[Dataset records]
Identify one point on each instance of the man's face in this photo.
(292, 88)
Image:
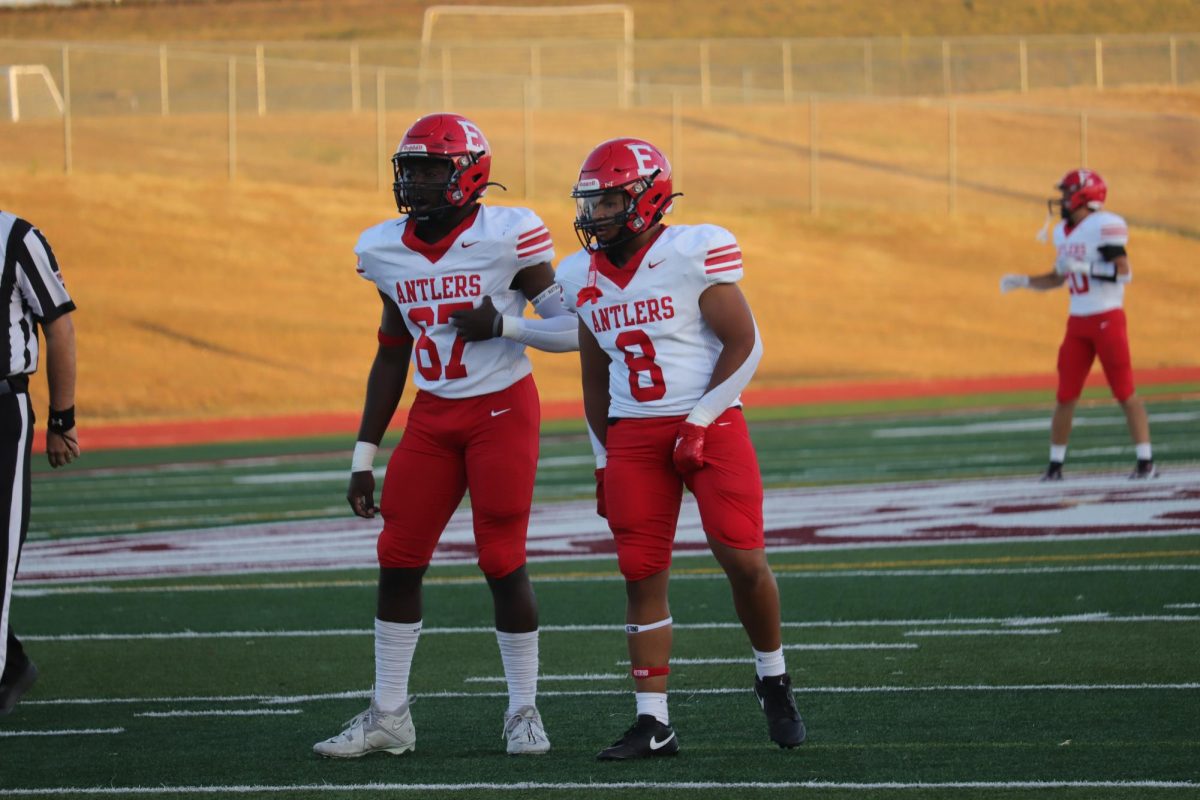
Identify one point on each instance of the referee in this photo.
(33, 295)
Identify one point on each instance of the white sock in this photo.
(769, 663)
(653, 703)
(395, 645)
(519, 651)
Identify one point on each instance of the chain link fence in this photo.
(825, 122)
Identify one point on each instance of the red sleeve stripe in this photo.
(394, 341)
(534, 251)
(736, 256)
(724, 269)
(523, 238)
(531, 242)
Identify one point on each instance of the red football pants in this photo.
(1087, 337)
(487, 445)
(643, 491)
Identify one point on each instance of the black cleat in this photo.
(21, 683)
(647, 739)
(778, 703)
(1144, 470)
(1054, 471)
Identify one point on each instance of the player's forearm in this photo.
(60, 362)
(384, 389)
(1045, 282)
(733, 370)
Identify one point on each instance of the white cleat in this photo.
(373, 731)
(525, 734)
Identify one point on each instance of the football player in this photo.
(454, 276)
(666, 344)
(1091, 259)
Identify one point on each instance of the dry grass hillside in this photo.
(347, 19)
(203, 299)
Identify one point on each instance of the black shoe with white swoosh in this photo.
(647, 739)
(784, 722)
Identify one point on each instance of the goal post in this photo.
(445, 28)
(42, 78)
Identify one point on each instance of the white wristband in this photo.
(364, 457)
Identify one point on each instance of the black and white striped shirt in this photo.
(31, 290)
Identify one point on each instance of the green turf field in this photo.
(1036, 668)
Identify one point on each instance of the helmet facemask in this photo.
(423, 191)
(597, 210)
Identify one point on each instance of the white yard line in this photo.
(1032, 631)
(64, 732)
(603, 788)
(1093, 618)
(293, 699)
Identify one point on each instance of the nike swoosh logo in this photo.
(658, 745)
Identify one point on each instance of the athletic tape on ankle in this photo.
(649, 672)
(648, 626)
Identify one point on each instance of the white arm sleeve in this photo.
(721, 396)
(557, 331)
(598, 450)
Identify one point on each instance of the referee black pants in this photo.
(16, 446)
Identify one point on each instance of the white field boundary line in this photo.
(63, 732)
(364, 693)
(529, 786)
(474, 581)
(881, 515)
(1014, 621)
(219, 713)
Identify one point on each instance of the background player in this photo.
(666, 344)
(1092, 262)
(453, 272)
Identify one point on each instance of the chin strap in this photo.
(591, 293)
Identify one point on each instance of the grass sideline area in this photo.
(1056, 667)
(969, 671)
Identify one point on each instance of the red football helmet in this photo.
(635, 168)
(445, 138)
(1081, 187)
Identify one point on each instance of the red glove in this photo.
(689, 453)
(600, 505)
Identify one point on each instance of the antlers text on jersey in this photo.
(627, 314)
(439, 288)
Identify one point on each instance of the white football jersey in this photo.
(648, 320)
(1089, 295)
(430, 282)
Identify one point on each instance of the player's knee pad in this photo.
(501, 559)
(637, 564)
(394, 549)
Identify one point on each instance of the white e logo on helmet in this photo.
(474, 137)
(643, 154)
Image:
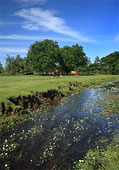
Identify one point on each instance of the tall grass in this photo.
(23, 85)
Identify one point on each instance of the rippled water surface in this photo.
(60, 136)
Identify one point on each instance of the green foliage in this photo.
(43, 56)
(107, 159)
(14, 64)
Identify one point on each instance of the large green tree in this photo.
(14, 64)
(43, 56)
(72, 58)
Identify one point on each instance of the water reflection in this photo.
(58, 137)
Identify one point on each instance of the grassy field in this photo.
(23, 85)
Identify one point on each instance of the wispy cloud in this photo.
(35, 38)
(116, 39)
(31, 2)
(12, 50)
(37, 19)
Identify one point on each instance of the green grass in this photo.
(23, 85)
(105, 159)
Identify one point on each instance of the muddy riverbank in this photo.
(62, 135)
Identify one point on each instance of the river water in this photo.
(61, 135)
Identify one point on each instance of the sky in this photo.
(93, 24)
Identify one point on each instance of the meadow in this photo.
(24, 85)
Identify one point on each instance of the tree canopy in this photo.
(43, 56)
(46, 56)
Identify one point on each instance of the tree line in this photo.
(46, 56)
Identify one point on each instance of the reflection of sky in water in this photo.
(60, 135)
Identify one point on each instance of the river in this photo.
(61, 135)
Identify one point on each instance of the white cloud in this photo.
(32, 2)
(35, 38)
(116, 39)
(37, 18)
(12, 50)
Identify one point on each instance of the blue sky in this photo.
(94, 24)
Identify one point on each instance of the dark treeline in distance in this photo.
(46, 56)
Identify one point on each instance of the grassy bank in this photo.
(24, 85)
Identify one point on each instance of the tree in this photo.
(43, 56)
(14, 64)
(96, 64)
(71, 58)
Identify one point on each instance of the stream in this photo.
(58, 137)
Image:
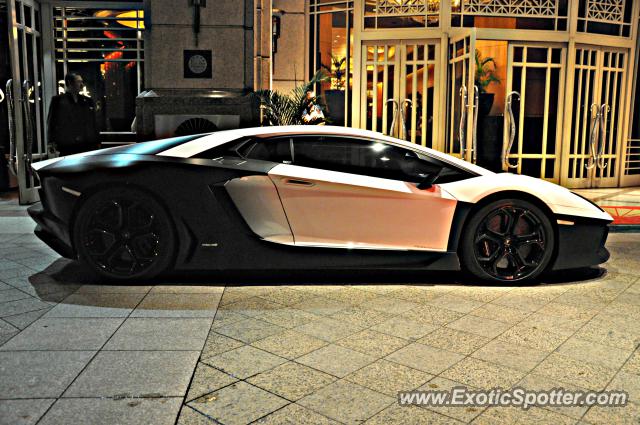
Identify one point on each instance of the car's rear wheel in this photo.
(124, 234)
(507, 241)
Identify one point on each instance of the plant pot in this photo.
(335, 106)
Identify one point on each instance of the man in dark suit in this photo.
(72, 120)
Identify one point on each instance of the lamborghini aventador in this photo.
(307, 197)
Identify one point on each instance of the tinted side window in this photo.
(362, 157)
(274, 150)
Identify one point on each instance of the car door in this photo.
(356, 193)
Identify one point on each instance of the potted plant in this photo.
(485, 75)
(335, 95)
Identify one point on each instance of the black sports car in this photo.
(306, 198)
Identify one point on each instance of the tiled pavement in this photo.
(77, 351)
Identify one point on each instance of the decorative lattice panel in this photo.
(609, 11)
(523, 8)
(406, 7)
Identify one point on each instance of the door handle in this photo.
(299, 182)
(474, 146)
(593, 134)
(404, 116)
(12, 128)
(463, 121)
(512, 132)
(396, 108)
(600, 161)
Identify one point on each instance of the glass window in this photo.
(364, 157)
(331, 50)
(274, 150)
(106, 47)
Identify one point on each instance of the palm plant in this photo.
(287, 109)
(485, 74)
(337, 71)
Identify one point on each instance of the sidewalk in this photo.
(622, 203)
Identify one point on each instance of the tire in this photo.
(507, 241)
(124, 234)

» Short problem: Pull every line of the material above out verbatim, leaving the pictures out of your answer.

» Written solution:
Identify one point on each instance of the man's face in this photo.
(292, 88)
Image:
Identify one point on each instance of the referee in this photo.
(33, 295)
Identify one point on each instance of the white sock in this photo.
(769, 663)
(653, 703)
(395, 645)
(519, 651)
Identify one point on each instance of the chain link fence in this photo.
(825, 122)
Identify one point on each instance of the red sleeve stripe in this photo.
(394, 341)
(534, 251)
(736, 256)
(724, 269)
(523, 238)
(531, 242)
Identify one point on each instance of the red football pants in this photo.
(1087, 337)
(487, 445)
(643, 491)
Identify one point on each instance of the black cleat in this photo.
(21, 683)
(647, 739)
(778, 703)
(1144, 470)
(1054, 471)
Identify one point on each instance of the player's forearm in this photo.
(60, 362)
(384, 389)
(1045, 282)
(733, 370)
Identify one point on each instance of the white cleat in this photo.
(373, 731)
(525, 734)
Identify one point on each instance of the football player in this photo.
(454, 276)
(666, 344)
(1091, 259)
Identify one point on each instance of the dry grass hillside in this photo.
(347, 19)
(203, 299)
Identify one point on each instance of the black shoe with white swoosh in this photo.
(647, 739)
(784, 722)
Identify one point on each instance of the goal post in this photo.
(445, 28)
(42, 78)
Identify one point on each instance of the white wristband in this photo.
(364, 457)
Identify one point on each instance of the black and white striped shirt in this photo.
(31, 290)
Identify one point on each instance of the green turf field in this photo.
(1036, 668)
Identify one point on each instance of the helmet facemask in this photo.
(423, 191)
(597, 210)
Identify one point on each instance of the white yard line in this photo.
(1032, 631)
(64, 732)
(603, 788)
(1093, 618)
(293, 699)
Identify one point on each instance of the nike swoosh logo in this photo.
(658, 745)
Identify one point on each instance of the athletic tape on ankle in this photo.
(649, 672)
(648, 626)
Identify one point on each instance of the white arm sleeve in this photo.
(721, 396)
(557, 331)
(598, 450)
Identify one point on each instance of the referee black pants in this photo.
(16, 446)
Identify one point on each instance of the white field boundary line in this photo.
(63, 732)
(364, 693)
(529, 786)
(474, 581)
(881, 515)
(1014, 621)
(219, 713)
Identify one point on each instance of the background player in this photo.
(666, 344)
(1092, 262)
(453, 272)
Identify one point on each instance of the chin strap in this photo.
(591, 293)
Identify one point on each instance of the grass sideline area in this photo.
(1056, 667)
(969, 671)
Identify one point on each instance of the red football helmet in this photo.
(635, 168)
(445, 138)
(1081, 187)
Identify one point on each instance of the red glove in this photo.
(689, 453)
(600, 505)
Identify one point on each instance of the antlers text on jersey in this photo.
(627, 314)
(439, 288)
Identify one point on each instance of the white football jersey in this photo.
(648, 320)
(1089, 295)
(430, 282)
Identify one point on each instance of the player's knee pad in this photo.
(501, 559)
(637, 564)
(394, 549)
Identify one point on each instance of the white e logo on helmet in this photo.
(474, 137)
(643, 154)
Image:
Identify one point on each instance of the tall grass in this photo.
(23, 85)
Identify one point on each instance of the rippled water surface in this photo.
(60, 136)
Identify one point on each instance of the green foliage in this photo.
(43, 56)
(107, 159)
(14, 64)
Identify one point on each instance of the large green tree in this photo.
(14, 64)
(43, 56)
(72, 58)
Identify one point on each instance of the water reflection in this photo.
(58, 137)
Identify one point on each instance of the grassy field in this photo.
(23, 85)
Identify one point on each instance of the wispy cloud in this photo.
(35, 38)
(116, 39)
(31, 2)
(12, 50)
(37, 19)
Identify one point on each instance of the green grass in this photo.
(23, 85)
(105, 159)
Identify one point on each instance of the muddy riverbank in this photo.
(62, 135)
Identify one point on each instance of the river water in this photo.
(61, 135)
Identify one point on each instance of the sky in this photo.
(93, 24)
Identify one point on each instance of the meadow in this photo.
(24, 85)
Identify one point on each instance of the tree canopy in this photo.
(43, 56)
(46, 56)
Identify one point on each instance of the tree line in this photo.
(46, 56)
Identify one point on each instance of the reflection of sky in water in this photo.
(60, 135)
Identify one point on each instance of the river in this photo.
(61, 135)
Identify one point on each instance of the white cloud in this photo.
(32, 2)
(35, 38)
(116, 39)
(37, 18)
(12, 50)
Identify one point on each instance of the blue sky in this photo.
(94, 24)
Identify one point on each instance of the dark treeline in distance in this photo.
(46, 56)
Identify one point on each instance of the grassy bank in this photo.
(24, 85)
Identify one point on each instance of the tree in this photo.
(43, 56)
(14, 64)
(96, 64)
(71, 58)
Identify one point on each instance of the stream in this photo.
(58, 137)
Image:
Identify one point on each instance of the car's rear wheel in this photo.
(124, 234)
(507, 241)
Identify one point on each instance of the plant pot in this photo.
(335, 106)
Identify one point on each instance of the man in dark suit in this photo.
(72, 120)
Identify one point on each instance of the lamborghini aventador in this photo.
(307, 197)
Identify one point on each instance of the tinted side window in this photo.
(362, 157)
(274, 150)
Identify one point on each instance of the car door in this photo.
(356, 193)
Identify one point on each instance of the potted plant in this photo.
(485, 75)
(335, 95)
Identify one point on each instance of the black sports car in this photo.
(306, 198)
Identify one point on each instance of the tiled pavement in this photo.
(77, 351)
Identify one point on each instance of the decorative lattice panel in this photo.
(609, 11)
(523, 8)
(406, 7)
Identify one point on each instance of the door handle in this photo.
(299, 182)
(474, 146)
(593, 134)
(404, 116)
(12, 128)
(463, 121)
(512, 132)
(396, 108)
(600, 161)
Identify one point on each instance of the glass window in this photo.
(364, 157)
(331, 50)
(274, 150)
(106, 47)
Identify one point on each instance of the palm plant in this photo.
(287, 109)
(485, 74)
(337, 71)
Identify one point on each instance of the sidewalk in this photo.
(622, 203)
Identify one point on each instance of the tire in this photo.
(507, 241)
(124, 234)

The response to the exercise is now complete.